#### ASSIGNMENT
The answer must consist of every line in the data that contains "positive".

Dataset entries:
——

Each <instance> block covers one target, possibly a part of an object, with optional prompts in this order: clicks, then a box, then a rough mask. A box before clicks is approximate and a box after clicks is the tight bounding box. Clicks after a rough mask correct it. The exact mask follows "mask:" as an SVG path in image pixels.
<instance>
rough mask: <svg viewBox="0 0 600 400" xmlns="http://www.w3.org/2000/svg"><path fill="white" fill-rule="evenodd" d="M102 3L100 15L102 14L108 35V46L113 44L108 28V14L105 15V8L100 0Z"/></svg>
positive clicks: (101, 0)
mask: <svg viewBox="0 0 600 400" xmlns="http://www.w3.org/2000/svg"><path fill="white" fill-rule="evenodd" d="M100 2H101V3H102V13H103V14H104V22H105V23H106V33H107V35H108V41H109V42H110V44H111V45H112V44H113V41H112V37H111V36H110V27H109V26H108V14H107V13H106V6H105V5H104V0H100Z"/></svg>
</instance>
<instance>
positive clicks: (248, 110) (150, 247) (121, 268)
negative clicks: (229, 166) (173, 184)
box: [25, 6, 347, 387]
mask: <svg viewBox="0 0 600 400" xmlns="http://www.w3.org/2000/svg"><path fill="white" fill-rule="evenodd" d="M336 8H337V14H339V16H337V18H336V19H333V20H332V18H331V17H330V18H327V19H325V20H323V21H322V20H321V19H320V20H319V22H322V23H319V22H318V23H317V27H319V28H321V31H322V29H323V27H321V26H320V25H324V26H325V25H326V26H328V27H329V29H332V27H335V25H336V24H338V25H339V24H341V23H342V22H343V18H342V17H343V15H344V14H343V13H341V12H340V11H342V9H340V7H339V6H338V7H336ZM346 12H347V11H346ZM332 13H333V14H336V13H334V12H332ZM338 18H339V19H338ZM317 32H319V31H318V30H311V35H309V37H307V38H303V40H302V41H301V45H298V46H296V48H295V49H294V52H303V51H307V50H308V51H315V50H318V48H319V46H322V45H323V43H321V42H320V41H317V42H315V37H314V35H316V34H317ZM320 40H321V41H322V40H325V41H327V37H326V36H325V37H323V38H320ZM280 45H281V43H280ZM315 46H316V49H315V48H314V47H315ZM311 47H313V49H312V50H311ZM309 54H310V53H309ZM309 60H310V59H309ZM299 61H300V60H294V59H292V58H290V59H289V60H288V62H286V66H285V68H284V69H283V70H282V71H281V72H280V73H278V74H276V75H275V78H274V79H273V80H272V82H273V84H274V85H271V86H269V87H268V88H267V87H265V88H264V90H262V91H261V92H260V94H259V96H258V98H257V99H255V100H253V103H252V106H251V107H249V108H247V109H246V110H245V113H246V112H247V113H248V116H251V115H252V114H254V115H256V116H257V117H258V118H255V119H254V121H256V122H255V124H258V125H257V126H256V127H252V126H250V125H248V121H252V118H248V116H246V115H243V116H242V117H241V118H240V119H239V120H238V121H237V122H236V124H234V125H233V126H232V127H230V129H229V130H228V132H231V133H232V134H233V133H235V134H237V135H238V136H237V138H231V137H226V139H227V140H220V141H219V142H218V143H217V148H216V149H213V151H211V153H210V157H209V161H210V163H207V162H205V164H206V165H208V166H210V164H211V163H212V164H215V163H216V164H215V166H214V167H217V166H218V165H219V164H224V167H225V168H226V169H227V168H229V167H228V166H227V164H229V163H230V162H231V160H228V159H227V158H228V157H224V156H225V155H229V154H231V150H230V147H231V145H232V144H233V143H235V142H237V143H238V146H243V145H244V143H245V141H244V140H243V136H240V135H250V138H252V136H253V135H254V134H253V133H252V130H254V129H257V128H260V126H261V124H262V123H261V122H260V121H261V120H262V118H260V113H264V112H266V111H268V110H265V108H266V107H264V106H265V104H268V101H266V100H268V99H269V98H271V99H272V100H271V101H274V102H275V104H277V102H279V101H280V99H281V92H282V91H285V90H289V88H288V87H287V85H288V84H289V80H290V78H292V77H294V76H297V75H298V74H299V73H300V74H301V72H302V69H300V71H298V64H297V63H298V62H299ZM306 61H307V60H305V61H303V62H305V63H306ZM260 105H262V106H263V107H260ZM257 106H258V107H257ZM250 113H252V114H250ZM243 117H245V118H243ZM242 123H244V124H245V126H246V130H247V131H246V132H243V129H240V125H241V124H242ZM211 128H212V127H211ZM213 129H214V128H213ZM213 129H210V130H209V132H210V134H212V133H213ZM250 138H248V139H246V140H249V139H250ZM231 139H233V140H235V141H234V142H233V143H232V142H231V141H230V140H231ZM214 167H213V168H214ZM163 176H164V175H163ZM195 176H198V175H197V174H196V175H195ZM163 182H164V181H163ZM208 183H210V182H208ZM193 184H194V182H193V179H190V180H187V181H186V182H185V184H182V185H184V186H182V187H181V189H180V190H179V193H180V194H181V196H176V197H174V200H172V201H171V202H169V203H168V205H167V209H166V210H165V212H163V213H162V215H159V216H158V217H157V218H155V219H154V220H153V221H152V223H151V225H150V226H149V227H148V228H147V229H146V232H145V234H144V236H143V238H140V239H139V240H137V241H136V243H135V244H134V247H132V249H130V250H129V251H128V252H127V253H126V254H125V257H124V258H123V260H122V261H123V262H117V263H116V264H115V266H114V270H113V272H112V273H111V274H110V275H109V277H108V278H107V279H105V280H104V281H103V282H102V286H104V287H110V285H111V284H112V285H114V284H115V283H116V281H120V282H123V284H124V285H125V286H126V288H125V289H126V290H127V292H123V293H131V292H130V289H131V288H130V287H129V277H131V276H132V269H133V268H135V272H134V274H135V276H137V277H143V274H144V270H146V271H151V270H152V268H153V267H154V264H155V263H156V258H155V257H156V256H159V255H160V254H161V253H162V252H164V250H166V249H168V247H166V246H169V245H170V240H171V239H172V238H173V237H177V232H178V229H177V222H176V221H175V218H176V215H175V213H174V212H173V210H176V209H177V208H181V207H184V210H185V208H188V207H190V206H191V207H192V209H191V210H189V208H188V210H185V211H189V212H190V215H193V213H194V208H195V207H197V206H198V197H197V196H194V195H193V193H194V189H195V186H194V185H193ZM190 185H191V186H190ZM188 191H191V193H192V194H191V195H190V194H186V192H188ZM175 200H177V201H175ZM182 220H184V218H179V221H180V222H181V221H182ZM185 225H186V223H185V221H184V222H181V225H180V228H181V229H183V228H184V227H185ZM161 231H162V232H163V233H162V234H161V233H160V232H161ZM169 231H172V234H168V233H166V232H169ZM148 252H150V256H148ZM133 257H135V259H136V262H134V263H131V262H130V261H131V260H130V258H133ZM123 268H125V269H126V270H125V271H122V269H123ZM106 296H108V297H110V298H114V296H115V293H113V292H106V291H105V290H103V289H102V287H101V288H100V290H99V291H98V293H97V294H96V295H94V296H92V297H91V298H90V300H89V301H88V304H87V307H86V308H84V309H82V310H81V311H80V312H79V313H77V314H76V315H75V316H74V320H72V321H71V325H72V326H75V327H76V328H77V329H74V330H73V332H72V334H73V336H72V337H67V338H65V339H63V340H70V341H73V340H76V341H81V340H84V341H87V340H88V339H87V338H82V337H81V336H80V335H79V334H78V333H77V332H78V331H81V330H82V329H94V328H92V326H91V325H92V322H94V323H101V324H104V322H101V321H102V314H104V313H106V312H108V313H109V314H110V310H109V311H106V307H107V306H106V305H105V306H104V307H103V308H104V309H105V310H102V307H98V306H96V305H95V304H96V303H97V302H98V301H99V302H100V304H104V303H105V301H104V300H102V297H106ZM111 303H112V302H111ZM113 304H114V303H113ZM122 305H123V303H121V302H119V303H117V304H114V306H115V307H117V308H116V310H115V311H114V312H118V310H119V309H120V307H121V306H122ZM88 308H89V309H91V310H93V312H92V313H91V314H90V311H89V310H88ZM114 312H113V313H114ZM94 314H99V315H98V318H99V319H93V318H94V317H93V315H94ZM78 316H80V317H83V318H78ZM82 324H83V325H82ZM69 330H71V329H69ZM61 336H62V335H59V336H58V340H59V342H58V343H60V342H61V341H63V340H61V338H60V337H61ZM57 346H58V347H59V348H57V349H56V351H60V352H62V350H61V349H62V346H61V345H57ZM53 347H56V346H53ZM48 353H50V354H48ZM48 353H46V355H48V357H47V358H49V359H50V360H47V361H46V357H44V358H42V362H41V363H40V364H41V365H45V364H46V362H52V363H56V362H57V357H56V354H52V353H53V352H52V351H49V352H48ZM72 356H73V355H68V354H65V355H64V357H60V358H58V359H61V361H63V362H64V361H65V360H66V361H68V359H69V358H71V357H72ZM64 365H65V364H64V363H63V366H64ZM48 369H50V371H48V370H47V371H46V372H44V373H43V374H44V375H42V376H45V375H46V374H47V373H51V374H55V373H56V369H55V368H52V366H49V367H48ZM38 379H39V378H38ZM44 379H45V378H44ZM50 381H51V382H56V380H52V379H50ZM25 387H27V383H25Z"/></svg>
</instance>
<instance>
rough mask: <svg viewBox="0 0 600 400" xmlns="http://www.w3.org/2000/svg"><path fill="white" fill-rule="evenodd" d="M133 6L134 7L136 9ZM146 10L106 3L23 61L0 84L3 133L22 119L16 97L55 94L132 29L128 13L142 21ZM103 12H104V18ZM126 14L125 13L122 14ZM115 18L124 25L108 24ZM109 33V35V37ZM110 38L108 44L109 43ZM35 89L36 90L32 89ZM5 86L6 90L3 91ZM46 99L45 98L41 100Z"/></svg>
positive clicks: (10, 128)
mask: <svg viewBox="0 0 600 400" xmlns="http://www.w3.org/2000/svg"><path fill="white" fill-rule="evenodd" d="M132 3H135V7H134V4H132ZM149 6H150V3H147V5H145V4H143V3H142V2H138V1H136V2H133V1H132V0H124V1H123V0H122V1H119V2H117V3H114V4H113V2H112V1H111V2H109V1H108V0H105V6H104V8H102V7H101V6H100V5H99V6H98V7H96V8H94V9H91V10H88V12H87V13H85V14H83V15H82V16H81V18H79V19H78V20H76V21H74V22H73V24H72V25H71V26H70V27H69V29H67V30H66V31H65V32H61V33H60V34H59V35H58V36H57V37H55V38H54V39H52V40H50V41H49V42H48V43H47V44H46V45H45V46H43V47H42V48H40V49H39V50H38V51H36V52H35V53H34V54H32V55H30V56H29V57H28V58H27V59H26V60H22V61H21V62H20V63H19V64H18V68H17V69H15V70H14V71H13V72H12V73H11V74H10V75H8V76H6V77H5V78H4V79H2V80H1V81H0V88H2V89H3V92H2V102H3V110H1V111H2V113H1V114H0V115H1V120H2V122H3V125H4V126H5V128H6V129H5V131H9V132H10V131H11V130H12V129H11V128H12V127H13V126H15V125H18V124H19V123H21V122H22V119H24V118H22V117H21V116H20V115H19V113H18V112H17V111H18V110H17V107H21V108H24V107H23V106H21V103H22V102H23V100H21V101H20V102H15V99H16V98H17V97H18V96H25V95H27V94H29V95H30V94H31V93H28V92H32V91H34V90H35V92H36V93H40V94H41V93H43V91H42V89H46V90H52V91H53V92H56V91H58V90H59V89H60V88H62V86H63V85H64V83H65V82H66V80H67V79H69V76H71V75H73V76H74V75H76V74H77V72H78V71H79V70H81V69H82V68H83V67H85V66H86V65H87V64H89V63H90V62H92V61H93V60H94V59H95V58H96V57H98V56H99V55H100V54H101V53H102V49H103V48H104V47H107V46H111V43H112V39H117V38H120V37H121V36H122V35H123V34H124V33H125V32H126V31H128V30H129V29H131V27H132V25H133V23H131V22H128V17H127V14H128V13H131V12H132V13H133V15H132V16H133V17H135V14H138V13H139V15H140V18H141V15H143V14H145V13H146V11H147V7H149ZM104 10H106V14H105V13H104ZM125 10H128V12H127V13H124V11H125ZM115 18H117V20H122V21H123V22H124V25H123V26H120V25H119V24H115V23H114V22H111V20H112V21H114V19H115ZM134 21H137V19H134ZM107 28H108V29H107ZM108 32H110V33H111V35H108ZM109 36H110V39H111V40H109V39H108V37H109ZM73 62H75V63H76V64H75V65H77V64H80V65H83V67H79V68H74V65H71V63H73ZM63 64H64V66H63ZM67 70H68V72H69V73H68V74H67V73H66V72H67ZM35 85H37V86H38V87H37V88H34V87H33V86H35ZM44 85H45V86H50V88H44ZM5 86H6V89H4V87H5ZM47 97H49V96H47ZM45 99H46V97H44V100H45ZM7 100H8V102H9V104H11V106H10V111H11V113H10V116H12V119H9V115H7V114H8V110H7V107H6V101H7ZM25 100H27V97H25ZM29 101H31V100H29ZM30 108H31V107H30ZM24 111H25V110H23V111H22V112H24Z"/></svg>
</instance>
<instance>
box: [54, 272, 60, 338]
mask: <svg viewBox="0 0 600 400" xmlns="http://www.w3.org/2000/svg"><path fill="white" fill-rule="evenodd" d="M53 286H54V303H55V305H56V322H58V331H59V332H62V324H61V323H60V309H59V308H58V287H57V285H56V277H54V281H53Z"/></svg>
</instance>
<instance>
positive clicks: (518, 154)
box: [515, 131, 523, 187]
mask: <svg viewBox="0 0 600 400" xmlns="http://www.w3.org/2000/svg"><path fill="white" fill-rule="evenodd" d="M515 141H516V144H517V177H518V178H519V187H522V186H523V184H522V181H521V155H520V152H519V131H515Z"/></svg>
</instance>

——

#### RESULT
positive clicks: (101, 0)
positive clicks: (248, 110) (150, 247) (121, 268)
positive clicks: (10, 128)
positive clicks: (518, 154)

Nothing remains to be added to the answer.